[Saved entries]
Content starts
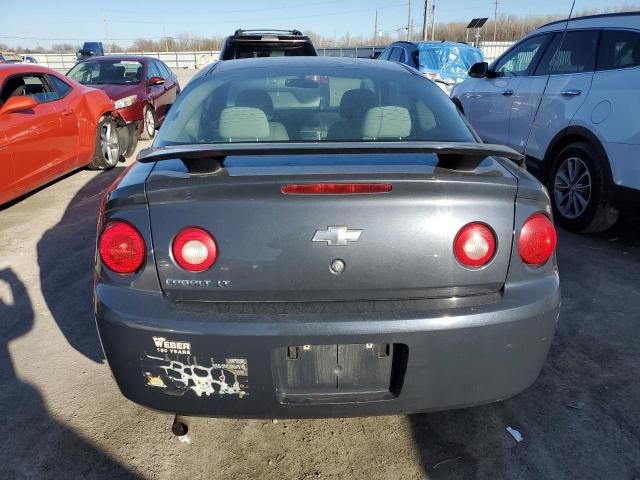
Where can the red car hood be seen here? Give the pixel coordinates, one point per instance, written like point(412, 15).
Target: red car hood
point(116, 92)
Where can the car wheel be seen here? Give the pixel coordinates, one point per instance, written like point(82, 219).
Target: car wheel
point(107, 151)
point(148, 123)
point(580, 191)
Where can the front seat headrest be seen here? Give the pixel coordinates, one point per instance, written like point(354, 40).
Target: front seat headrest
point(256, 99)
point(387, 123)
point(243, 124)
point(355, 103)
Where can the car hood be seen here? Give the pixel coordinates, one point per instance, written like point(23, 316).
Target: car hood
point(116, 92)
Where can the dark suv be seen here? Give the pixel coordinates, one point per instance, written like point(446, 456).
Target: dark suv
point(267, 43)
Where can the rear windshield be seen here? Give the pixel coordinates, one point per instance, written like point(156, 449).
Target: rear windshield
point(261, 49)
point(106, 72)
point(295, 104)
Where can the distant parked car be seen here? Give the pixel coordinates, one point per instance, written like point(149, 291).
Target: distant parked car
point(267, 43)
point(570, 100)
point(446, 63)
point(50, 125)
point(143, 88)
point(90, 49)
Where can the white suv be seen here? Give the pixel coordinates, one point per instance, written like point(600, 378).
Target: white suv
point(568, 96)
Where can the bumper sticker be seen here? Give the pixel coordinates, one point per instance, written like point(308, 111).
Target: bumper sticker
point(178, 374)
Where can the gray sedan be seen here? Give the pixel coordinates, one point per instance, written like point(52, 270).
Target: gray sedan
point(312, 237)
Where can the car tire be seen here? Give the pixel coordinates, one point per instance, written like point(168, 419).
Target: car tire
point(580, 190)
point(107, 151)
point(148, 123)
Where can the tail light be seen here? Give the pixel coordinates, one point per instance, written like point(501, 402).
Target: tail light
point(474, 245)
point(335, 188)
point(194, 249)
point(537, 240)
point(121, 247)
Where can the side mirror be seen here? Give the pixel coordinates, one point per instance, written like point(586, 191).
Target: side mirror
point(18, 103)
point(479, 70)
point(156, 81)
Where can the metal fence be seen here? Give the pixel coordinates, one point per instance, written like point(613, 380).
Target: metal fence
point(64, 61)
point(492, 50)
point(354, 52)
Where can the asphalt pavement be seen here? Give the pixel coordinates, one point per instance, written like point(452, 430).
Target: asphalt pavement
point(62, 416)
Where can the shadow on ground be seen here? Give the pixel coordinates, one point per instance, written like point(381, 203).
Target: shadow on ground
point(66, 259)
point(33, 444)
point(581, 419)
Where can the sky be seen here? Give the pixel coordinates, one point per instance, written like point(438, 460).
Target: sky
point(122, 21)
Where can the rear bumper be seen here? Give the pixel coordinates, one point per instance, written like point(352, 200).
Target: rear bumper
point(455, 357)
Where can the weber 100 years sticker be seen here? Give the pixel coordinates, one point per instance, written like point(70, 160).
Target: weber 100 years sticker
point(175, 370)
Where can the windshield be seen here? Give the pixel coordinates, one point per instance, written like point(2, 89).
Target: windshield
point(450, 60)
point(281, 103)
point(107, 72)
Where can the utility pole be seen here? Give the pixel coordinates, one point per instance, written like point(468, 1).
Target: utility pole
point(433, 20)
point(375, 31)
point(425, 24)
point(104, 26)
point(495, 21)
point(409, 23)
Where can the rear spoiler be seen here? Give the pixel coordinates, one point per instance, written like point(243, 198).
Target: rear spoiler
point(210, 157)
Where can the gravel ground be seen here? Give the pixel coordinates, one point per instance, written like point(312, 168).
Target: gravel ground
point(62, 416)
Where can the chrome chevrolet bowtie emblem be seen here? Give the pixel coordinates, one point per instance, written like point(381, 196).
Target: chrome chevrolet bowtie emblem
point(337, 235)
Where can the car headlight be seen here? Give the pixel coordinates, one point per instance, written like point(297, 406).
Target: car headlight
point(126, 101)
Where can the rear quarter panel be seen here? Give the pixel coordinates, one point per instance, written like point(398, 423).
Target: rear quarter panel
point(91, 107)
point(6, 171)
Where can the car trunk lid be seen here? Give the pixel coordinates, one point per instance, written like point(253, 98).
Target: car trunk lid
point(279, 247)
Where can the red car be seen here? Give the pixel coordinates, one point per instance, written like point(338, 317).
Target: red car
point(50, 125)
point(143, 88)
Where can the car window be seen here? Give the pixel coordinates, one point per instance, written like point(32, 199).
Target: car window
point(519, 60)
point(320, 103)
point(60, 86)
point(385, 54)
point(619, 49)
point(106, 72)
point(152, 70)
point(571, 52)
point(31, 85)
point(396, 54)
Content ends
*EXERCISE DETAILS*
Pictures are to be left out; the lines from the start of the records above through the line holding "Where can the rear windshield" are to be returned exactly.

*OUTPUT OF THE EXERCISE*
Where can the red car hood be seen here? Give the pixel coordinates, one point per instance, written like point(412, 15).
Target: red car hood
point(116, 92)
Where can the car wheel be seen here? Give the pixel coordinates, one point per instance, written like point(82, 219).
Target: car wheel
point(107, 151)
point(148, 123)
point(580, 191)
Where can the front seat headrest be seen here? Give the pixel coordinates, one point per instance, written like point(354, 40).
Target: front seat headrest
point(256, 99)
point(387, 123)
point(243, 124)
point(355, 103)
Where can the car hood be seen here? Give the pixel coordinates, one point per instance, written like point(23, 316).
Target: car hood
point(116, 92)
Where can the dark suv be seen here? Give the pixel coordinates, one point per instance, written like point(446, 456).
Target: dark suv
point(267, 43)
Where can the rear windshield be seen here? Give the pixel coordinates, one point per instance, written like point(156, 449).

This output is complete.